§ Task to carry out
Return all of the data exactly, with nothing left out but the pictures.

§ Image location labeling entries
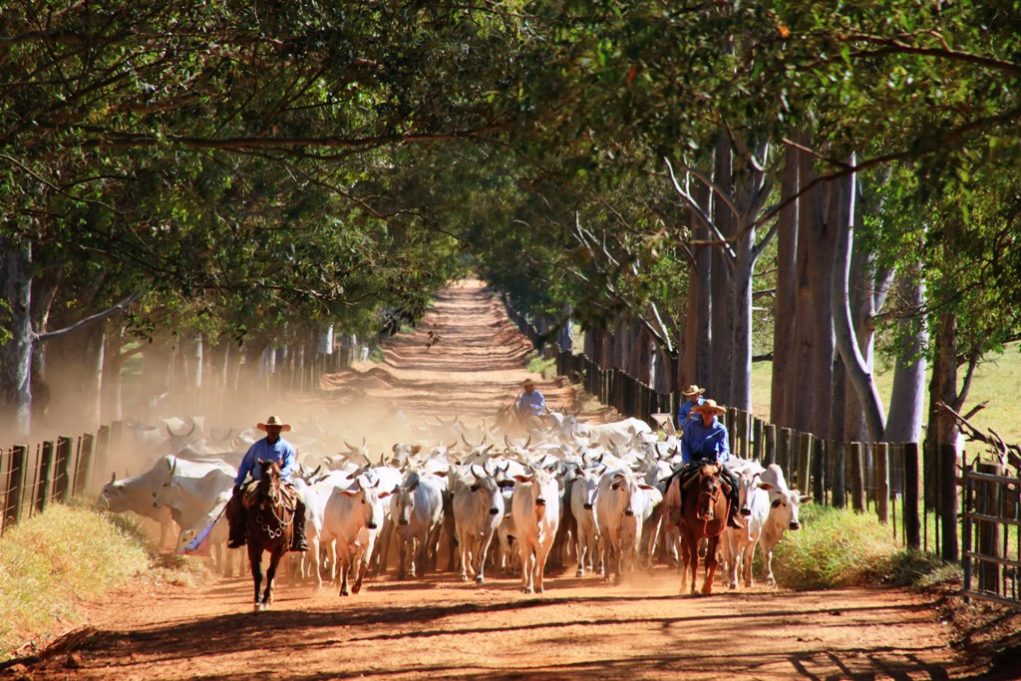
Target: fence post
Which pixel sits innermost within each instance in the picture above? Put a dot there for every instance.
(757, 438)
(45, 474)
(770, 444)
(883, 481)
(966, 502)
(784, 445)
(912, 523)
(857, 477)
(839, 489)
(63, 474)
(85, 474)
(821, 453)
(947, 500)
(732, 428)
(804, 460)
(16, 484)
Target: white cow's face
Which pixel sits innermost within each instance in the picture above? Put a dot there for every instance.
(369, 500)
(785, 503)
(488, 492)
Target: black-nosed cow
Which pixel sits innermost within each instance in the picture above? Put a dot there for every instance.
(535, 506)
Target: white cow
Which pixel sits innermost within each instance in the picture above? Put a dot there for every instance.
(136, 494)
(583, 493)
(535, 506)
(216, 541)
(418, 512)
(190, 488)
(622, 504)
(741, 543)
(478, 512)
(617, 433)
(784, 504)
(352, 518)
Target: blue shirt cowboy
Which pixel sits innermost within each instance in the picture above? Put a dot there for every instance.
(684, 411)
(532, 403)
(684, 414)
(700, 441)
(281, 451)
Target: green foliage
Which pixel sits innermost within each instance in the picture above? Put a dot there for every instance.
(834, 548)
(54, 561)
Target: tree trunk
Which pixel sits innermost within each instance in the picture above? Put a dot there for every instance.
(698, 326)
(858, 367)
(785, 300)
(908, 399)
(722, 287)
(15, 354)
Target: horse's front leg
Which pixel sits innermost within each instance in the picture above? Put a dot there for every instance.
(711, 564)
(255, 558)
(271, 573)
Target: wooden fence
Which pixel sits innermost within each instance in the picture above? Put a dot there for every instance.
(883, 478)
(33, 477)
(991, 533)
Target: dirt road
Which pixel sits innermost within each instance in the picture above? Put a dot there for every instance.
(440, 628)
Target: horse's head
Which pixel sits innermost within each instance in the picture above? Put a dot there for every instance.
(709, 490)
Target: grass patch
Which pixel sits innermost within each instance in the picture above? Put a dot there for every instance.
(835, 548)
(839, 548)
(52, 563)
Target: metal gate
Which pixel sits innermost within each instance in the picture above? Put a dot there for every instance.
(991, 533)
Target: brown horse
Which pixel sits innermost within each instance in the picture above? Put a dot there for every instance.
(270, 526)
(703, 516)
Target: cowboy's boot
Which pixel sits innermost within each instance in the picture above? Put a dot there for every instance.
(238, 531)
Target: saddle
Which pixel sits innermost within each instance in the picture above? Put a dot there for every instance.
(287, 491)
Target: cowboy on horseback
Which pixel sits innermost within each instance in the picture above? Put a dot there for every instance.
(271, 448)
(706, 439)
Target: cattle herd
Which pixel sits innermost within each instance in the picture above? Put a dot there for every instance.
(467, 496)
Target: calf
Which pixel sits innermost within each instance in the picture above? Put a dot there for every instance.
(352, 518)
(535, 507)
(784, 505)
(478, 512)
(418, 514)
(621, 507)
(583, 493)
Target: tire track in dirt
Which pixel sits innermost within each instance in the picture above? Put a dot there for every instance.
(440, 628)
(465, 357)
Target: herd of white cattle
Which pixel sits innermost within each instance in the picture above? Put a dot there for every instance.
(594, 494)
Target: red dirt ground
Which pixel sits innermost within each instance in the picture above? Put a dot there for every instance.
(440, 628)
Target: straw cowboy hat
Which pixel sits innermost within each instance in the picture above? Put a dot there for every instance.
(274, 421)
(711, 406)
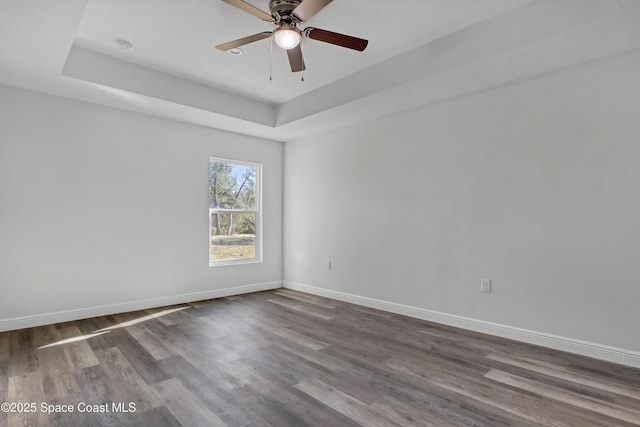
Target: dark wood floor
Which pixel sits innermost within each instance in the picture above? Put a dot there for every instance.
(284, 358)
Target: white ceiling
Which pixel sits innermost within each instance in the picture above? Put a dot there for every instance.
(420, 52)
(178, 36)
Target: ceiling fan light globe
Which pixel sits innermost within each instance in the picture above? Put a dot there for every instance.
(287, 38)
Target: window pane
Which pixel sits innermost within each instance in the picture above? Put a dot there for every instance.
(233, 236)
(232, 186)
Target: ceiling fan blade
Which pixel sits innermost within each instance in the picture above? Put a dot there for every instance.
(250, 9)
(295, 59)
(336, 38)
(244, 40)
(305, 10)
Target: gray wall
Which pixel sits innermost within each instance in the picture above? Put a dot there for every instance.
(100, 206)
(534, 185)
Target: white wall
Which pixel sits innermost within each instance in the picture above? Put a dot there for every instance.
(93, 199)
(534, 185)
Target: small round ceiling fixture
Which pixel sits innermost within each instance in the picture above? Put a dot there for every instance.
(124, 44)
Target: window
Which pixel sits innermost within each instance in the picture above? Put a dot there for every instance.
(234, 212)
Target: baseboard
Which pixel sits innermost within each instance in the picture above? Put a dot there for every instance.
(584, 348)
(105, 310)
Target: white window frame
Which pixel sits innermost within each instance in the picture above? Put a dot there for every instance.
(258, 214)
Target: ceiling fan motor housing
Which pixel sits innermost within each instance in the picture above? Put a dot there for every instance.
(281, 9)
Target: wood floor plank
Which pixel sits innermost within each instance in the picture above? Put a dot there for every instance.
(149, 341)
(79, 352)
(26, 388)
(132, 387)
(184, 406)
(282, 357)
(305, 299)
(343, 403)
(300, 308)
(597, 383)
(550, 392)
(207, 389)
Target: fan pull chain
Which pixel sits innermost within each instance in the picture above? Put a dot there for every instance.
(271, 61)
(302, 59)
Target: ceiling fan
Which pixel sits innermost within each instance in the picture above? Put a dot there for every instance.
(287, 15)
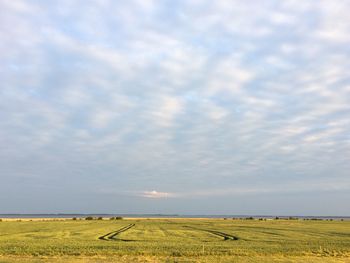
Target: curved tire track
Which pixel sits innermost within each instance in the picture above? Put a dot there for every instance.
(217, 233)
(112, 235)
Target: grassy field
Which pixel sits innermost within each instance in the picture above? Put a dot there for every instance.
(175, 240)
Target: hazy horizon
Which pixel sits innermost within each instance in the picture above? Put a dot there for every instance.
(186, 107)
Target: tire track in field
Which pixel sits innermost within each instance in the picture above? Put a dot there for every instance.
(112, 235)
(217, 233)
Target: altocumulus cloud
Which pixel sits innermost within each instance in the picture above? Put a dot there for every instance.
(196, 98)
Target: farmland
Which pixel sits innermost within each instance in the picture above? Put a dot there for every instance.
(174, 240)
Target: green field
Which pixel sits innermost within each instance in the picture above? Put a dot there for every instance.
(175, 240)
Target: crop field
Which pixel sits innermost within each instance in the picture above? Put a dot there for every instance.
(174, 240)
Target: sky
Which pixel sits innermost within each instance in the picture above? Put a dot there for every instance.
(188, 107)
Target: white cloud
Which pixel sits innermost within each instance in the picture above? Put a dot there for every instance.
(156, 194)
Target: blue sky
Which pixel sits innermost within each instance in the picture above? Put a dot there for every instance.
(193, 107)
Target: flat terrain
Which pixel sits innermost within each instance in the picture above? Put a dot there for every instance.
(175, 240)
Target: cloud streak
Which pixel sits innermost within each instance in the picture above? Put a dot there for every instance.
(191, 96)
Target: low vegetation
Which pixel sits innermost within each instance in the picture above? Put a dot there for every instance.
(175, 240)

§ Final answer
Target: fence post
Which pixel sits innermost within each instance in the picture above? Put a dot there for every instance.
(757, 438)
(45, 474)
(770, 444)
(883, 481)
(966, 502)
(784, 445)
(912, 523)
(857, 477)
(839, 489)
(63, 474)
(85, 474)
(821, 453)
(947, 500)
(732, 428)
(804, 460)
(16, 484)
Target: white cow's face
Which pixel sits innermost within each instance in the picture above? Put a dot there for every instance.
(369, 500)
(785, 503)
(488, 492)
Target: black-nosed cow
Which pixel sits innermost within each instance in the picture above? Put a dot there for every instance.
(535, 506)
Target: white cow
Which pixel sits innermost within each instance in the picture above? Put a dot there for every instance.
(136, 494)
(583, 493)
(535, 506)
(216, 541)
(418, 512)
(190, 488)
(622, 504)
(741, 543)
(478, 512)
(617, 433)
(784, 504)
(352, 518)
Target: blue shirt cowboy
Which pixel sits innermost within each instance in the picture above? Put a dot there for every instance.
(684, 411)
(532, 403)
(684, 414)
(700, 441)
(281, 451)
Target: green foliage
Which pixel sits innermost within each instance in the picture above? Put a dot there for every instance.
(834, 548)
(54, 561)
Target: tree trunk
Which pixel sits innermost within each instance in the picture above? Put a dot there for every instance.
(698, 326)
(858, 367)
(785, 300)
(908, 399)
(722, 287)
(15, 354)
Target: horse's front leg
Which pixel sits innermost within each instance in the picture above? Put a dot there for every instance.
(711, 564)
(255, 558)
(271, 573)
Target: wooden fence
Which pixel sits innermost within each instance in the picture above? Put a dot there for every instance.
(883, 478)
(33, 477)
(991, 533)
Target: dirt road
Which pixel sits innermost within each instance in the picture above? Put a dot there for every instance.
(440, 628)
Target: horse's head
Which pixel sits innermost within each instance in the picture above? Put a dot there for every instance.
(709, 490)
Target: grass patch
Which pixel sits innermost within each instance in the picture above? Put a dot there for every instance.
(835, 548)
(839, 548)
(52, 563)
Target: metal gate
Which pixel sits innermost within each instance in the picture above? Put a dot there for every instance.
(991, 533)
Target: brown horse
Which pixel sits innermost within each instance in the picture above? Put a dot there for every instance.
(270, 526)
(703, 516)
Target: cowboy's boot
Which pixel sits innermost within each instance in the picture above? Put a dot there for every instance.
(238, 531)
Target: saddle
Which pixel sits innermost within each instance in the picture above? Put a dot there for every instance.
(287, 491)
Target: cowboy on horseback
Which pixel sits innermost within each instance in the picture above? Put a dot there for every instance.
(271, 448)
(706, 439)
Target: cattle herd
Which pixel sits innermost within each instance in the picture above? Put a dot there for every instance.
(467, 496)
Target: calf
Which pixel sits innermost within each instance in the picture above? Put a dot there for every instance.
(352, 518)
(535, 507)
(784, 505)
(478, 512)
(418, 514)
(621, 507)
(583, 493)
Target: tire track in dirt
Which pixel sits innermost within each instance in the picture above? Put a dot there for every instance.
(440, 628)
(465, 357)
Target: herd of white cattle
Which pixel sits innermost within each instance in the picture above? Put a dot there for every instance.
(594, 494)
Target: red dirt ground
Which pixel sits innermost within each instance in the picture above? Put a dot there for every instance.
(440, 628)
Target: straw cowboy hat
Which pixel sits innermost within each instance in the picture above? Put a dot there for every instance.
(274, 421)
(711, 406)
Target: dark wood floor
Which pixel sits innermost within each instance in the picture above? Put a dot there for every instance.
(284, 358)
Target: white ceiling
Which pixel sits innermost within each instance in the picture above? Put a dot there for every instance.
(420, 52)
(178, 36)
Target: ceiling fan light globe
Which pixel sits innermost within each instance in the picture above? Put a dot there for every instance.
(287, 38)
Target: window pane
Which pixel sits innermost within each instance in the picture above? Put a dot there for every instance.
(233, 236)
(232, 186)
Target: ceiling fan blade
Which pixel sits innermost within each instance in the picture above? Put a dot there for every instance.
(250, 9)
(295, 59)
(336, 38)
(244, 40)
(305, 10)
Target: gray wall
Which pixel sits innermost within each instance in the picture above? Put a dot there for every instance.
(100, 206)
(534, 185)
Target: white wall
Which pixel sits innermost within each instance in the picture above? Put a dot there for every instance.
(93, 199)
(534, 185)
Target: small round ceiling fixture
Which pixel sits innermost within each instance in the picture above? Put a dot there for every instance.
(124, 44)
Target: window
Which pixel sits innermost within each instance in the picture above? Put a dot there for every instance.
(234, 212)
Target: baseboard
Which pixel sits innermost within each instance in the picture above? Put a dot there for every instance.
(584, 348)
(105, 310)
Target: white window frame
Which pixel sits innermost within each instance in the picture above? Put a dot there for every instance.
(258, 214)
Target: ceiling fan motor housing
Which pixel sits innermost within each instance in the picture above? Put a dot there for every instance.
(281, 9)
Target: wood floor plank
Which pixel sits innermost within each instance in the picture above? Put a dot there for every instance.
(149, 341)
(79, 352)
(26, 388)
(132, 387)
(184, 406)
(282, 357)
(305, 299)
(343, 403)
(300, 308)
(597, 383)
(550, 392)
(207, 389)
Target: fan pull chain
Which pixel sits innermost within each instance in the picture above? Put a dot there for every instance.
(271, 61)
(302, 59)
Target: ceiling fan
Which pixel sits innermost within each instance in the picture above? Put a dot there for every instance.
(287, 15)
Target: curved tire track
Which pixel sits innermost within each instance in the picture above? Put a dot there for every instance.
(217, 233)
(112, 235)
Target: grassy field
Which pixel sits innermost within each instance in the picture above? Put a dot there for every instance.
(175, 240)
Target: hazy horizon
Which pixel sits innermost within each instance in the picture above? Put a dot there for every instance.
(186, 107)
Target: tire track in field
Which pixel sits innermost within each instance in the picture above? Put a dot there for every instance.
(112, 235)
(217, 233)
Target: altocumulus cloud
Which pixel sits innermost within each instance in the picture above? Put a dot there for every instance.
(196, 98)
Target: farmland
Which pixel sits innermost within each instance in the picture above? Put a dot there for every instance.
(174, 240)
Target: green field
Which pixel sits innermost within each instance in the picture above? Put a dot there for every instance.
(175, 240)
Target: crop field
Which pixel sits innermost within each instance in the picture above? Put a dot there for every instance.
(174, 240)
Target: sky
Which pixel sits innermost within each instance in the picture above? Put a dot there for every instance.
(188, 107)
Target: white cloud
Which pixel sits innermost within each instance in the picture above? Put a dot there for every instance.
(156, 194)
Target: blue sky
Which pixel sits innermost within each instance in the picture above? Put a dot there for every instance.
(193, 107)
Target: flat terrain
Which pixel sits innermost within each instance in the picture above? Put a dot there for every instance.
(175, 240)
Target: cloud streak
Which pixel sits innermost within each instance in the picture above? Put a dot there for every instance.
(191, 96)
Target: low vegetation
Which pixel sits innermost within each instance in the picture above? Put a dot there for every instance.
(175, 240)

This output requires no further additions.